**Task description**
Repeat each record exactly. Any picture gets left out.

>>>

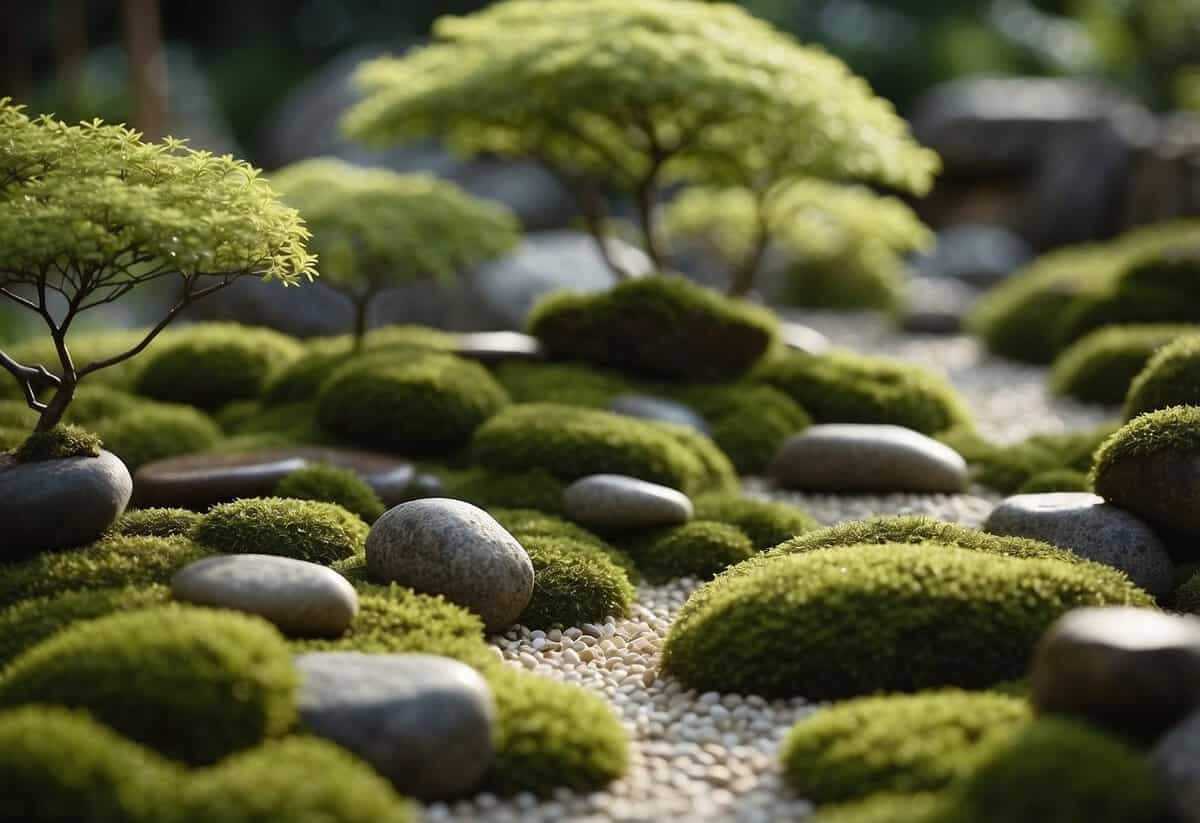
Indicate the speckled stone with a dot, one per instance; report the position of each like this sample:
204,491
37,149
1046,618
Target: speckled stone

<<<

**Result of this task**
Indicate the speckled stone with a dot, one per instance; report the position of each like this sample:
204,491
37,149
1046,618
Target: speckled stone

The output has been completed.